▸ **Provided records**:

- - -

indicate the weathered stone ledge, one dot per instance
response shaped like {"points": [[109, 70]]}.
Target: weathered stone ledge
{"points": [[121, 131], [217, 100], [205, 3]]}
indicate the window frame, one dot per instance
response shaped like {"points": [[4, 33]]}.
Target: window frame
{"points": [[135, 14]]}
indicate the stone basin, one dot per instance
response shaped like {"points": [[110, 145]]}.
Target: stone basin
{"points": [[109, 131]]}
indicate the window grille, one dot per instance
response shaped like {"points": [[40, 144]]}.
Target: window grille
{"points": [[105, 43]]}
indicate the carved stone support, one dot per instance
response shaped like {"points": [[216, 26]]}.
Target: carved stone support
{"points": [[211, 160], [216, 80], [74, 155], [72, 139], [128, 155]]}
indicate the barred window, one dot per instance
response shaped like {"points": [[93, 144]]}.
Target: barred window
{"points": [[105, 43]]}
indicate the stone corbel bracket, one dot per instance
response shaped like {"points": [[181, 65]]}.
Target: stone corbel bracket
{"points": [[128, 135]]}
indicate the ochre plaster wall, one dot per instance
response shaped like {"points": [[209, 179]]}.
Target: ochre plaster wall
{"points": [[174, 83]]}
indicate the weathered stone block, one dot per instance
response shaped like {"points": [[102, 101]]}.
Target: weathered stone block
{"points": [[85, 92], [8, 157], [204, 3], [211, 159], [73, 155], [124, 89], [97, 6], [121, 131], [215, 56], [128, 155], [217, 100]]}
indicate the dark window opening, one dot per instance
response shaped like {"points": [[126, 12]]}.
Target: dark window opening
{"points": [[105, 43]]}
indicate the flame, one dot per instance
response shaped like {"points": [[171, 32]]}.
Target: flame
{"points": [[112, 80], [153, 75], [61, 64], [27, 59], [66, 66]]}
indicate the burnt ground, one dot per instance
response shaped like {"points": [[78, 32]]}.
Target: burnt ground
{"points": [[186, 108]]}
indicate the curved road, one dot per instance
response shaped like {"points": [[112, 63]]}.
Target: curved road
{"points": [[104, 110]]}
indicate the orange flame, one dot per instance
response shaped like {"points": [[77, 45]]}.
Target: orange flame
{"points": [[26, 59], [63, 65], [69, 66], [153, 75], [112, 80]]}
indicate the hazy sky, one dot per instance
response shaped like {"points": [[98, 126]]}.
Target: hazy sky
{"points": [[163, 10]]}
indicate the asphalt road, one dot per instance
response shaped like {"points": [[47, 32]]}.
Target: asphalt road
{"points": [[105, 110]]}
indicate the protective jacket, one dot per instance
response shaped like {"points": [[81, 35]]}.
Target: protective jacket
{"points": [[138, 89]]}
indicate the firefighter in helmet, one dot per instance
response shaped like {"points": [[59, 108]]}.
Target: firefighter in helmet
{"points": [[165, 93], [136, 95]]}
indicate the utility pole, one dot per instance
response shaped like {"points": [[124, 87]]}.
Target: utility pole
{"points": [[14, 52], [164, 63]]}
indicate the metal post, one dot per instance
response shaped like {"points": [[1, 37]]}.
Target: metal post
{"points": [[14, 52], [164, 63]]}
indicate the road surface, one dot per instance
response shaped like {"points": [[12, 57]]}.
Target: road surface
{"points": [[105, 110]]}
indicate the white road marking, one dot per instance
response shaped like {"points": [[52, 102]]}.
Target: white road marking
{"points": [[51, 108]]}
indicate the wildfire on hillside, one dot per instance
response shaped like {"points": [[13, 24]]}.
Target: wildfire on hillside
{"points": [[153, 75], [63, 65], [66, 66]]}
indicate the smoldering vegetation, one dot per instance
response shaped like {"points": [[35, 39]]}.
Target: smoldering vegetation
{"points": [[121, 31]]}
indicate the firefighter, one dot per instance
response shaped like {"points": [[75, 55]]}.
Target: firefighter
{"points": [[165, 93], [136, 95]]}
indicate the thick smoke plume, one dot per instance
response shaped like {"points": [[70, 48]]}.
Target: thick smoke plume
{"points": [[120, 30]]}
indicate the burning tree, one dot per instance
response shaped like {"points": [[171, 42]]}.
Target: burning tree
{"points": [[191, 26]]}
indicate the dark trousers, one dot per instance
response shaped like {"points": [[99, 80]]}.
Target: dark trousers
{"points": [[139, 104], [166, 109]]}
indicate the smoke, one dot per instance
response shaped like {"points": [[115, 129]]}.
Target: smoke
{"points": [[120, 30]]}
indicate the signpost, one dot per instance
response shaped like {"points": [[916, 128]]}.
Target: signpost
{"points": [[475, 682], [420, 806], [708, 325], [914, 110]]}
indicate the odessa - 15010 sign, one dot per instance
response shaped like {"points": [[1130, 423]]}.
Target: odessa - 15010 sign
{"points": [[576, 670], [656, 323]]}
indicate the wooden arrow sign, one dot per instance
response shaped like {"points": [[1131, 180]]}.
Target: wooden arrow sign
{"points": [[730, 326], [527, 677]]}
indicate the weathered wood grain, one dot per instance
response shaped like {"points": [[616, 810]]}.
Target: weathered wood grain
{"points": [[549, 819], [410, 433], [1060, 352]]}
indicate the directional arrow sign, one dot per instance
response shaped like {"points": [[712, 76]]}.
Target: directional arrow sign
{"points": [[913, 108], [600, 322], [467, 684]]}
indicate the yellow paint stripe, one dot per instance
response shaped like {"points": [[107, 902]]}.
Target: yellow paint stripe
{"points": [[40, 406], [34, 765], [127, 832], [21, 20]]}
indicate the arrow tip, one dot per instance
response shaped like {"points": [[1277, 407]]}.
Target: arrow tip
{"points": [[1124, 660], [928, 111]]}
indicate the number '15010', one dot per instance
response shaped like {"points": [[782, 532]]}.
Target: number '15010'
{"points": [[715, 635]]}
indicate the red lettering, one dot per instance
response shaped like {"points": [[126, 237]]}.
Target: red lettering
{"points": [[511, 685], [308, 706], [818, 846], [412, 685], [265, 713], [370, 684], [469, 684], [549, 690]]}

- - -

▸ **Your assignment**:
An exact reproduction of the listing is required, covering every entry.

▸ **Response area**:
indicate the weathered stone ledge, one dot per instance
response shaped like {"points": [[109, 70]]}.
Target: weathered stone ledge
{"points": [[121, 131], [217, 100], [205, 3]]}
indicate the window frame, one dot per instance
response shaped like {"points": [[4, 33]]}.
Target: window frame
{"points": [[135, 14]]}
indicate the stone basin, one dot per instance
response shaped like {"points": [[110, 145]]}.
Target: stone basin
{"points": [[109, 131]]}
indicate the window grille, one dot per instance
response shaped like {"points": [[40, 144]]}.
Target: window grille
{"points": [[105, 43]]}
indicate the carved stone support, one dot per instance
response shaped like {"points": [[216, 26]]}.
Target: carved stone support
{"points": [[211, 160], [216, 80], [74, 155], [72, 139], [128, 155]]}
indicate the barred window, one dot per instance
response shaped like {"points": [[93, 144]]}.
Target: barred window
{"points": [[105, 43]]}
indicate the stone corbel bracket, one dot per instance
response shaped like {"points": [[181, 65]]}.
Target: stone corbel bracket
{"points": [[128, 135]]}
indicate the ochre plaster wall, one dot per instance
response shaped like {"points": [[209, 179]]}.
Target: ochre plaster wall
{"points": [[174, 83]]}
indicate the weathered stone block, one dot per instance
response shaped like {"points": [[102, 101]]}.
Target: weathered stone block
{"points": [[85, 92], [8, 157], [204, 3], [211, 159], [73, 155], [124, 89], [97, 6], [121, 131], [215, 56], [128, 155], [217, 100]]}
indicate the dark window opening, one dot per instance
response shaped like {"points": [[126, 12]]}.
Target: dark window opening
{"points": [[105, 43]]}
indicate the flame, one dot per instance
response shaped like {"points": [[171, 32]]}.
Target: flame
{"points": [[112, 80], [153, 75], [61, 64], [27, 59], [66, 66]]}
indicate the burnt ground, one dot per instance
response shaped like {"points": [[78, 32]]}.
Target: burnt ground
{"points": [[186, 108]]}
indicate the curved road, one dot per instance
response shaped like {"points": [[112, 63]]}.
Target: curved road
{"points": [[104, 110]]}
indicate the orange flame, one dot per instance
response shaped like {"points": [[77, 45]]}.
Target: orange flame
{"points": [[26, 59], [63, 65], [69, 66], [153, 75], [112, 80]]}
indicate the hazy sky, one dot per instance
response shaped like {"points": [[98, 126]]}.
Target: hazy sky
{"points": [[163, 10]]}
indicate the asphalt road, one dot per instance
response shaped like {"points": [[47, 32]]}.
Target: asphalt road
{"points": [[105, 110]]}
indicate the protective jacket, one dot per instance
response shaped like {"points": [[81, 35]]}.
Target: protective jacket
{"points": [[138, 89]]}
indicate the firefighter in helmet, one dot per instance
response shaped like {"points": [[59, 108]]}.
Target: firefighter in helmet
{"points": [[165, 93], [136, 95]]}
indicate the utility pole, one dot per instance
response shaped like {"points": [[124, 87]]}.
Target: utility pole
{"points": [[14, 52], [164, 63]]}
indicate the metal post, one dot per instance
response shaped like {"points": [[1, 37]]}.
Target: metal post
{"points": [[14, 52], [164, 63]]}
indicate the road surface, one dot per instance
response shaped like {"points": [[12, 57]]}.
Target: road surface
{"points": [[105, 110]]}
indicate the white road marking, one dot per instance
response shaped like {"points": [[52, 102]]}.
Target: white road marking
{"points": [[51, 108]]}
indicate the wildfire on hillside, one dot per instance
response shaped like {"points": [[13, 24]]}.
Target: wildfire on hillside
{"points": [[153, 75], [63, 65], [66, 66]]}
indicate the smoldering vegetation, one dot per instance
response shaped like {"points": [[35, 39]]}.
Target: smoldering vegetation
{"points": [[121, 31]]}
indicate the firefighter, one dot per instance
response shaped like {"points": [[75, 55]]}.
Target: firefighter
{"points": [[165, 93], [136, 95]]}
indicate the thick smoke plume, one dot per instance
response shaped like {"points": [[70, 48]]}.
Target: thick smoke plume
{"points": [[120, 30]]}
indicate the burning tree, one dot per instance
response shaped like {"points": [[171, 42]]}.
Target: burning tree
{"points": [[191, 26]]}
indicate the dark trousers, one dot per instance
response shaped like {"points": [[99, 80]]}.
Target: dark trousers
{"points": [[139, 104], [166, 109]]}
indicate the smoke, one dot per instance
response shaped like {"points": [[115, 129]]}.
Target: smoke
{"points": [[120, 30]]}
indicate the signpost, one dot per instance
response shaped like {"points": [[916, 128]]}.
Target: signpost
{"points": [[475, 682], [420, 806], [708, 325], [914, 110]]}
indicate the odessa - 15010 sign, one dot per instance
response shaped like {"points": [[1130, 423]]}.
Target: odessa - 15010 sign
{"points": [[576, 670], [656, 323]]}
indicate the wooden arrow sign, one dot per instance
response shaped like {"points": [[1131, 180]]}.
Target: wooden arrow sign
{"points": [[730, 326], [527, 677]]}
indicate the weathered wood grain, one dot per instance
response shaped like {"points": [[616, 810]]}.
Target: weathered wood grain
{"points": [[549, 819], [410, 433], [1060, 352]]}
indicate the directional arrow sign, one dot per instance
response shaped like {"points": [[712, 76]]}.
Target: directional arrow sign
{"points": [[913, 108], [600, 322], [467, 684]]}
indicate the yellow paint stripe, one dot per instance
response shaped like {"points": [[107, 902]]}.
Target: yellow paint stripe
{"points": [[40, 406], [34, 765], [127, 832], [21, 20]]}
indicate the arrow tip, one dot per instance
response shaped like {"points": [[1277, 407]]}.
Target: arrow tip
{"points": [[1124, 660], [928, 111]]}
indicate the number '15010', one dot per instance
response shaped like {"points": [[782, 532]]}.
Target: number '15010'
{"points": [[715, 635]]}
indicate the red lettering, one dot per instance
response shaped like {"points": [[126, 237]]}.
Target: red lettering
{"points": [[511, 685], [308, 706], [818, 846], [412, 685], [265, 713], [370, 684], [469, 684], [549, 690]]}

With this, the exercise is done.